# SUPPLIED MATERIAL:

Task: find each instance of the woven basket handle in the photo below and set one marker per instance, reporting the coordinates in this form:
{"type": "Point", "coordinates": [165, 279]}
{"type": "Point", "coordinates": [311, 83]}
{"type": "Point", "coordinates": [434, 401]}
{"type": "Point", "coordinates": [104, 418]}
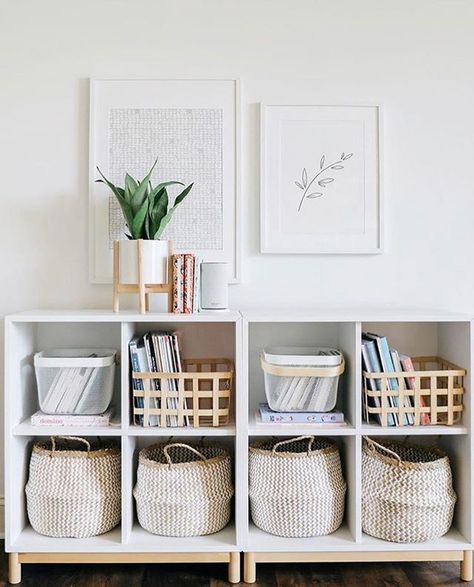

# AIM:
Recast every line of the item above as a Markdown table with the columns Row and Line, numbering the rows and leaving out blank lines and the picture.

# WORKED SOLUTION:
| Row | Line |
|---|---|
| 1 | Task: find each instance of the woven basket handle in the photo below and set one marker per instance, reporting the coordinates in this form: |
| 2 | {"type": "Point", "coordinates": [165, 279]} |
| 3 | {"type": "Point", "coordinates": [311, 83]} |
| 4 | {"type": "Point", "coordinates": [434, 401]} |
| 5 | {"type": "Point", "coordinates": [104, 418]} |